*TASK TO CARRY OUT:* Rewrite everything from the line containing "red sign, imagine" down to the line containing "[[332, 556], [67, 539], [247, 550], [148, 535], [1141, 550]]", swapping "disc" for "circle" and leaving everything else untouched.

[Lines from a point labeling set]
□ □ □ □

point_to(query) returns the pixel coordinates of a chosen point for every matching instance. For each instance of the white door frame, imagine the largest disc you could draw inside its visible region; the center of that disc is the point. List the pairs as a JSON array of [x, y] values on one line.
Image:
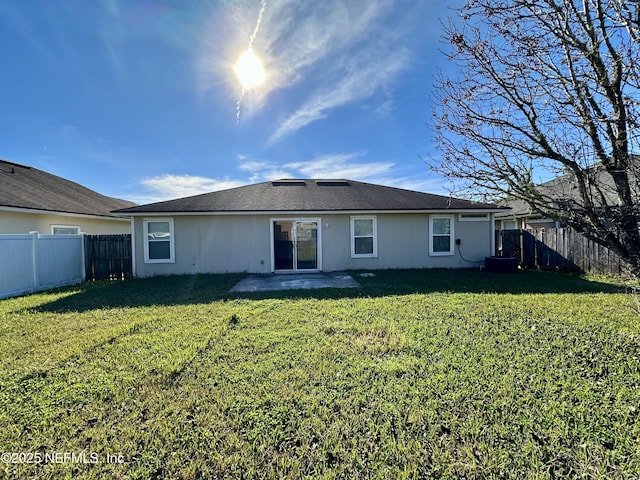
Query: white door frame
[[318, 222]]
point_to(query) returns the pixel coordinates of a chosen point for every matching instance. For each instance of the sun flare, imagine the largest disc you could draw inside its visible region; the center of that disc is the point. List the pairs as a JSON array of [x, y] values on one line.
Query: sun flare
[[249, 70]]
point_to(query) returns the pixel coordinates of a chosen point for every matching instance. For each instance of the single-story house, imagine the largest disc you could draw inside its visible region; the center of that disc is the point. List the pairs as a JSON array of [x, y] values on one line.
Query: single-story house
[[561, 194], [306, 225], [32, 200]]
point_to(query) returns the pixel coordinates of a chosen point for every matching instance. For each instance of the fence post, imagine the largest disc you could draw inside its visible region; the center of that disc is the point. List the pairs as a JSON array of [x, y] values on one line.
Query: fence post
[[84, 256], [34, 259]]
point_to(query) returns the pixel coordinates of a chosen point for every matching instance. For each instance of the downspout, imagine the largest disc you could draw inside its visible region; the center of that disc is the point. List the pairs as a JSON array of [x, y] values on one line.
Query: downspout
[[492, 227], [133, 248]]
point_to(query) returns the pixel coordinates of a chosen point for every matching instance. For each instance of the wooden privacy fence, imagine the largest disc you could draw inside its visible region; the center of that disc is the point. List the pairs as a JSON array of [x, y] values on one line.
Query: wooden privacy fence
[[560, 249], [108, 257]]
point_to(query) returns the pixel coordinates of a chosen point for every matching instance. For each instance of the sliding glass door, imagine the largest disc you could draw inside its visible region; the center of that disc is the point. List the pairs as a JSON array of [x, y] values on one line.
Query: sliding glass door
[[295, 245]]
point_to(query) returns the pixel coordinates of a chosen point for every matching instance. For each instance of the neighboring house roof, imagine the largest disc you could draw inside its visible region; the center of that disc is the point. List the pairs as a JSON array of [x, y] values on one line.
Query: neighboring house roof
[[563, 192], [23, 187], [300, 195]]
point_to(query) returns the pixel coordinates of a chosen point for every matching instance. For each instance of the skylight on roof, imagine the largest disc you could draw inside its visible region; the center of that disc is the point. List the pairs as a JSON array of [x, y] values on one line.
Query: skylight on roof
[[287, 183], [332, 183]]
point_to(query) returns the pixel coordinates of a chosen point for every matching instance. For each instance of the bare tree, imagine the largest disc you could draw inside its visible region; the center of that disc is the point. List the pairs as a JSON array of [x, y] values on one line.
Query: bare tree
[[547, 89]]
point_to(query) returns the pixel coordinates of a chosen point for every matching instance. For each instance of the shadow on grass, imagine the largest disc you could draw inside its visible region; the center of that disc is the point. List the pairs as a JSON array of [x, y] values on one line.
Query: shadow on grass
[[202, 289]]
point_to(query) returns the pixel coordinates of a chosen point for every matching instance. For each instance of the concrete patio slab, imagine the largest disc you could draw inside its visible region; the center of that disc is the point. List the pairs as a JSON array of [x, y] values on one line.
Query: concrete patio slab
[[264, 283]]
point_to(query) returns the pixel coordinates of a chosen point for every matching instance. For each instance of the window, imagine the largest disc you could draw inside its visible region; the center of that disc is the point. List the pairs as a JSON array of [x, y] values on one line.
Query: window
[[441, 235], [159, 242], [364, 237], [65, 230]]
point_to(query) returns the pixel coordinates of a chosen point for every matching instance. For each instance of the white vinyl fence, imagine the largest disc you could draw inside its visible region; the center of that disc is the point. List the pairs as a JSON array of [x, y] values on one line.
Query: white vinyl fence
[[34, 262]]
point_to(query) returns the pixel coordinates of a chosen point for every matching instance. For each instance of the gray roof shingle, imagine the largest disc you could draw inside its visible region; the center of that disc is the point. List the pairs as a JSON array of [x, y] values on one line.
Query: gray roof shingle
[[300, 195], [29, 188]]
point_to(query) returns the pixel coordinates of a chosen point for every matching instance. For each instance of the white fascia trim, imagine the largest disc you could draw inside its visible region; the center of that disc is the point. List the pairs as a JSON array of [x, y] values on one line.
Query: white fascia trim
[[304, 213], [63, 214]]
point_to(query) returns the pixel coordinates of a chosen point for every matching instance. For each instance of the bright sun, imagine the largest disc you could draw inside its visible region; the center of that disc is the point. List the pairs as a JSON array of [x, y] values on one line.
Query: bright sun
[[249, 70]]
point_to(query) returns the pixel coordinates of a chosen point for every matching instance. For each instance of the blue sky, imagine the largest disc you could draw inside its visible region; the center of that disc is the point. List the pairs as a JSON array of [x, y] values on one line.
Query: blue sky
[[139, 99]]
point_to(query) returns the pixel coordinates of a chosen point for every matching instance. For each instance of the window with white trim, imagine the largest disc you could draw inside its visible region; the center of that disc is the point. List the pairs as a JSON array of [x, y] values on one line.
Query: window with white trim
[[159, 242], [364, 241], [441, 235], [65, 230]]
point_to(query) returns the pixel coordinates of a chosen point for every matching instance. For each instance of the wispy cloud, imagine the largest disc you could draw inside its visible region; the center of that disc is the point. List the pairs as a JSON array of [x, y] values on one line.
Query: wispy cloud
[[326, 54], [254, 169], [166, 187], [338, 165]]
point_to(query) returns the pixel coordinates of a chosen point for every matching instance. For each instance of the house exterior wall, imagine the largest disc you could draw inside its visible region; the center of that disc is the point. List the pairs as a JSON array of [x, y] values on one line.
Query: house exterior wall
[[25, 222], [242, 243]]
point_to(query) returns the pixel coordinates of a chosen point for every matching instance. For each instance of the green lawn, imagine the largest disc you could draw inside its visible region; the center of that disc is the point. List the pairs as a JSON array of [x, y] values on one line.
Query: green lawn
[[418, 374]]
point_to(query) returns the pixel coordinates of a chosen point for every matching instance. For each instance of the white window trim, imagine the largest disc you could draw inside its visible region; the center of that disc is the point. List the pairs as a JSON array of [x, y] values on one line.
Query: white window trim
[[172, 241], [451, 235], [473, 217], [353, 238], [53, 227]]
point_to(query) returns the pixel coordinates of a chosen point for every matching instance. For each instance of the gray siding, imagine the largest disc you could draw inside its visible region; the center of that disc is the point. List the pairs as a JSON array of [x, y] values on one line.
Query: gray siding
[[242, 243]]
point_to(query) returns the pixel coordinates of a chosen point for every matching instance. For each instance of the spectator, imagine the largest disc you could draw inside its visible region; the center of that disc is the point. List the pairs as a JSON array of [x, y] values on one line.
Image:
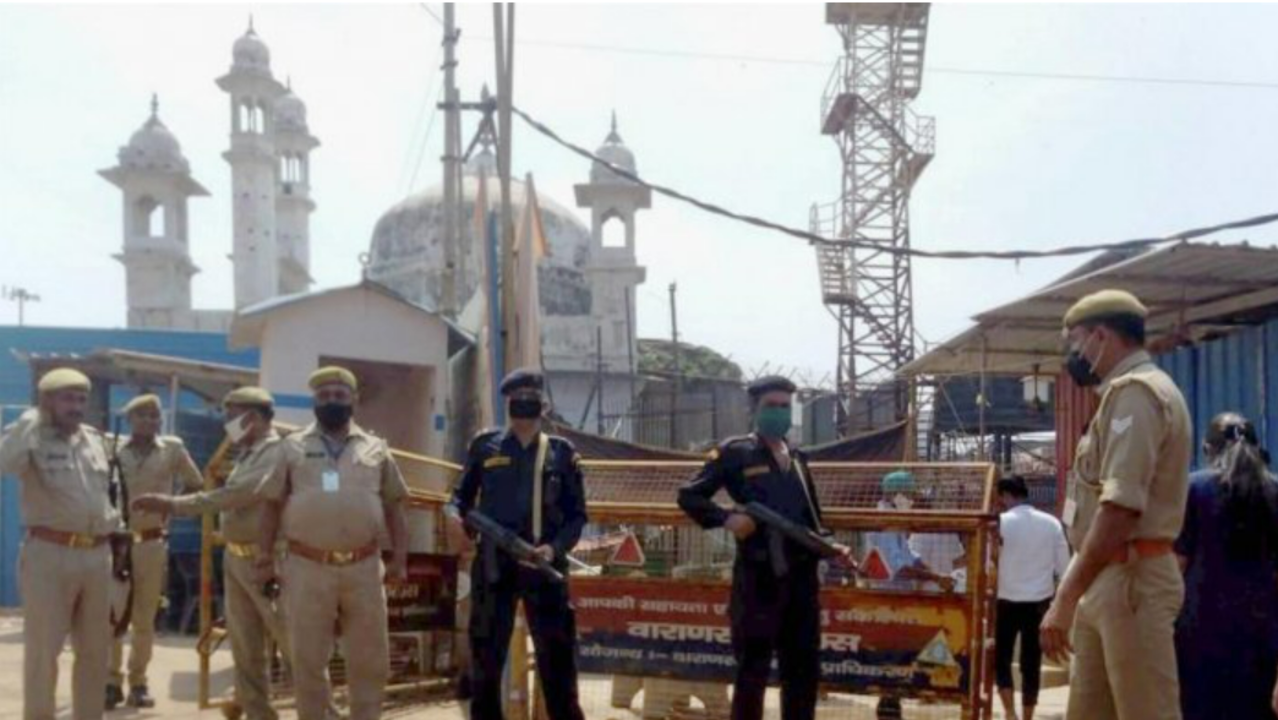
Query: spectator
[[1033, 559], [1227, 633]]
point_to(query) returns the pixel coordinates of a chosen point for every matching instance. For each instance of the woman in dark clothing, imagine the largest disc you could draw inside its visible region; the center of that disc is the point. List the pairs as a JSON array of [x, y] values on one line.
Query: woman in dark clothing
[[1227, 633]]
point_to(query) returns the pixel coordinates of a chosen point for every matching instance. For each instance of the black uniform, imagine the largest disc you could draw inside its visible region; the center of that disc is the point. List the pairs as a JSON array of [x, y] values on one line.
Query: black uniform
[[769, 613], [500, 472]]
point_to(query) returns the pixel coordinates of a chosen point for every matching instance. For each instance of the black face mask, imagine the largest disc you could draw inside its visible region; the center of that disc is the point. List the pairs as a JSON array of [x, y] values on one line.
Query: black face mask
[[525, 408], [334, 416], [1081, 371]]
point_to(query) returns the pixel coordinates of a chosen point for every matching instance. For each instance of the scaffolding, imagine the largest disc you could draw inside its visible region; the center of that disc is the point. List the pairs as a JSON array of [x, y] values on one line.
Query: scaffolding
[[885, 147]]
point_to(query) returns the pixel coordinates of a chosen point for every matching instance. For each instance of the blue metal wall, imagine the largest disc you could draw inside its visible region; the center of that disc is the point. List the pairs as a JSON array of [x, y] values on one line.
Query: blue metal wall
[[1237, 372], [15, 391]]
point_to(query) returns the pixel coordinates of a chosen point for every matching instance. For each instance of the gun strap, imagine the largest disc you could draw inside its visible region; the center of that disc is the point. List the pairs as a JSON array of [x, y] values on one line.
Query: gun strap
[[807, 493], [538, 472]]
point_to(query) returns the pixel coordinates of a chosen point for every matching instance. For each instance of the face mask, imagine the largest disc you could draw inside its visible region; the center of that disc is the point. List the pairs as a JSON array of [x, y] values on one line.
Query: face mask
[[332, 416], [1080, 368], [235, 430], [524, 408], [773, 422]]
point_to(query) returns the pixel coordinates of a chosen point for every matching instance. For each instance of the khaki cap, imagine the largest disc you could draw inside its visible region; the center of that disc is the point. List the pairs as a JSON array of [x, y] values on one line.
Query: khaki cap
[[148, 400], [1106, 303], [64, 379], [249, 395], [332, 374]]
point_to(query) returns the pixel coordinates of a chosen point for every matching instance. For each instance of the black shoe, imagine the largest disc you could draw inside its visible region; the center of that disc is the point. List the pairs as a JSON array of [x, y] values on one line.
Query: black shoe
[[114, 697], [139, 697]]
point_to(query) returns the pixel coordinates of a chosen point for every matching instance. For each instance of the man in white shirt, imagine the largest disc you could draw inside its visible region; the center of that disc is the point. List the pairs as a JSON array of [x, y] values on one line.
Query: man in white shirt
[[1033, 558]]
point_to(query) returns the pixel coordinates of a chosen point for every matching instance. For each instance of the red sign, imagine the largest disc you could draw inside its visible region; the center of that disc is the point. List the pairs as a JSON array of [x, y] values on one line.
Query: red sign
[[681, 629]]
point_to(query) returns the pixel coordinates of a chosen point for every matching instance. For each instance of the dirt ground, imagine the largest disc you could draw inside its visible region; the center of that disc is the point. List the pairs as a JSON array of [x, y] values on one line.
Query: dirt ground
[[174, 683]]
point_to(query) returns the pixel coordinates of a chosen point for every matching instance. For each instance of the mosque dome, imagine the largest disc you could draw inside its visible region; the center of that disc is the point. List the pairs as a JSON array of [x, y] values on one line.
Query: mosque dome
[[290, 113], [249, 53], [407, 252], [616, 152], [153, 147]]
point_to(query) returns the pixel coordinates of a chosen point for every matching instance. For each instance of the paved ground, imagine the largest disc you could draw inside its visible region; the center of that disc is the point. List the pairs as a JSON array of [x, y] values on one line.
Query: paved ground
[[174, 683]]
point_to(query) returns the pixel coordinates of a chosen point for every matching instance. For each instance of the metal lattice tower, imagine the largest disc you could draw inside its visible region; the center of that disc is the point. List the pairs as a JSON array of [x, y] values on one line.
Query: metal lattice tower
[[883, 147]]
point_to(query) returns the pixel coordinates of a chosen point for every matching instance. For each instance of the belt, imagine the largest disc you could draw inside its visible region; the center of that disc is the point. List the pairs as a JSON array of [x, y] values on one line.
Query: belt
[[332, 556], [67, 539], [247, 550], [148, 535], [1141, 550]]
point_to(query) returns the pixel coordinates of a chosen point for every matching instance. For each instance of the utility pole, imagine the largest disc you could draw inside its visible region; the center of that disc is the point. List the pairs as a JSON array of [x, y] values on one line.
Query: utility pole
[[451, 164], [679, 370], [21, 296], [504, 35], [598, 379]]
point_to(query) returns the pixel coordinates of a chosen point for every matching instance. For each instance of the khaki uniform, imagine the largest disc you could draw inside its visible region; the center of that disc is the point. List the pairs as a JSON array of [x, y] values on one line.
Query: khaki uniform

□ □ □ □

*COMPLETE RESPONSE:*
point_to(query) returns the pixel coordinates of a chosen point for every matching instance. For each instance of the red sign, imagine the largest circle you could draw inside its visible region; the center of that circle is the point. List the pairs as a JSON array of [x, y] values on one line.
Query: red sign
[[681, 629]]
point_to(query) returns the pixel coordinates of a chosen point for every matching instance. For each instance of the dirt ground, imagine the largest circle you could draw inside its visible region; the center of that circle is the point. List the pairs as a JSON array of [x, y] values on one line.
Query: dirt ground
[[174, 683]]
point_to(query) returns the pixel coordinates of a chosen point for every matching instance. For each instance of the mosque dome, imagine the largest circle you could draw inside its visible region; the center of that circle is the point. List the pairs as a JSON array of [x, y] values on one line.
Query: mosque dome
[[290, 113], [249, 53], [407, 252], [616, 152], [153, 147]]
point_to(query) returns the pixel coordinates of a chosen point for every matching instance. For each instance of the paved ground, imagine the largest circle you could draw inside its visible region; the center of that circle is the point. List the pairs as a JSON array of [x, y] values on one line.
Query: paved ground
[[174, 683]]
point_to(query) returns the pixel coordinates of a chosen point for every matching instance. For each instance of the metal lattice tower, imagine the largest circle you could draw inside its visible region; the center of that circle is the point. List the pairs as a JSON array of [x, y] values on one line.
Query: metal lattice tower
[[883, 147]]
point_to(query) returns the pixel coordinates of a chosen point for every matching instance. For each instance of the belt, imagine the largest circle you could draw inside its visible region; the center of that circle is the point. List the pairs as a JSON array of [x, y] values on one line.
Query: belt
[[332, 556], [67, 539], [247, 550], [148, 535], [1141, 550]]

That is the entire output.